[Natural language region descriptions]
──────────────────────────────

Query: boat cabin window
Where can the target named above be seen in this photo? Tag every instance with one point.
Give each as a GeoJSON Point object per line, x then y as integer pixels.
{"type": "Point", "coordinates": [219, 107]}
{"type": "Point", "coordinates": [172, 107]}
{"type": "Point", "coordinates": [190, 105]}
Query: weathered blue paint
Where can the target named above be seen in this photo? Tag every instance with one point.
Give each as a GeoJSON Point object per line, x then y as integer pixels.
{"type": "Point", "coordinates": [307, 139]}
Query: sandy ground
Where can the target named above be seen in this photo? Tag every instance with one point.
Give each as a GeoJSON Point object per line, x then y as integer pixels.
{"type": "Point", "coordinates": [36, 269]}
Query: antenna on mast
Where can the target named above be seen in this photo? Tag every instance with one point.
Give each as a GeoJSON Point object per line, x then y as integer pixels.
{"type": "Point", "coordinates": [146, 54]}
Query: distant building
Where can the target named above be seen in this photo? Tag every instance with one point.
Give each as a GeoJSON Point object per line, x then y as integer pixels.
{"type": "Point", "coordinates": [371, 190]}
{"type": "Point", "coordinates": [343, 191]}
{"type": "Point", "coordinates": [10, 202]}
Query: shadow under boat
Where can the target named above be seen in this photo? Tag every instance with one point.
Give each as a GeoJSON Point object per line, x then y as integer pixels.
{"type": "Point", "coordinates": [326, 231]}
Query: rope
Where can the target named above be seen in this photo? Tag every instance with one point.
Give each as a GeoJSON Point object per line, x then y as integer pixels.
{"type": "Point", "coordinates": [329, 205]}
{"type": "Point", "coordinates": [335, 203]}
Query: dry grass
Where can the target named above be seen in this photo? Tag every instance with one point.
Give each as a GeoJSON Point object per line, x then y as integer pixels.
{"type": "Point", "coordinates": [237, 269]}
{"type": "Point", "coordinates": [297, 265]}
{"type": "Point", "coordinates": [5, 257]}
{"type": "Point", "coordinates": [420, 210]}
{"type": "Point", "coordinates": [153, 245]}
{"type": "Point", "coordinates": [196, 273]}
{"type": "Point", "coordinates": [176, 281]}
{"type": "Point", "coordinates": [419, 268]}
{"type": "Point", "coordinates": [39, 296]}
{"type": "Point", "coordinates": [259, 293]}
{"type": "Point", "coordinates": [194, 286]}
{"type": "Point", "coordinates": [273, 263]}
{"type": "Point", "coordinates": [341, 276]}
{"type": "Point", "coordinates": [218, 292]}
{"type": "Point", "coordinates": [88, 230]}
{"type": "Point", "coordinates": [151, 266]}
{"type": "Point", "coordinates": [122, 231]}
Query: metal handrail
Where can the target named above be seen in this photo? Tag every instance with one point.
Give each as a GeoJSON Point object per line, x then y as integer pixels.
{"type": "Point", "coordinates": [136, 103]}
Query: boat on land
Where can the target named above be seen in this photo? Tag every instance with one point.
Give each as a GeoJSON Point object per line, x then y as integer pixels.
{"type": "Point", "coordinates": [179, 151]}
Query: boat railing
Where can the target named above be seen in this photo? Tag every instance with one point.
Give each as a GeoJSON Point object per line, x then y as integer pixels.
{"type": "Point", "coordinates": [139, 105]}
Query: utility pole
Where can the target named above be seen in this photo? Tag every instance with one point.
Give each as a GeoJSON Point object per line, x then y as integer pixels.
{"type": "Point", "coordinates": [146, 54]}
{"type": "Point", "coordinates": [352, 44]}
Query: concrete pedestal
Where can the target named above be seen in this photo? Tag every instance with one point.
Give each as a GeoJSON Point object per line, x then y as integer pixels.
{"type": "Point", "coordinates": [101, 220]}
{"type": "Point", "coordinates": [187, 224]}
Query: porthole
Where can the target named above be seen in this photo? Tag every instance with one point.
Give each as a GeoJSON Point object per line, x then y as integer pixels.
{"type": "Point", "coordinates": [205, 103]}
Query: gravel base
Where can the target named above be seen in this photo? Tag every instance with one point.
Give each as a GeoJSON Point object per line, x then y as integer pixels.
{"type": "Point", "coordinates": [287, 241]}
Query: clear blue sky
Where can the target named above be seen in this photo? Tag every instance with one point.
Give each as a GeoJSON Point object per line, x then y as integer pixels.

──────────────────────────────

#### WHAT YOU WILL DO
Wherever the word "boat" appears in a line of the data, copy that line.

#### YOUR SOLUTION
Query: boat cabin window
Query: shadow under boat
Query: boat on land
Query: boat railing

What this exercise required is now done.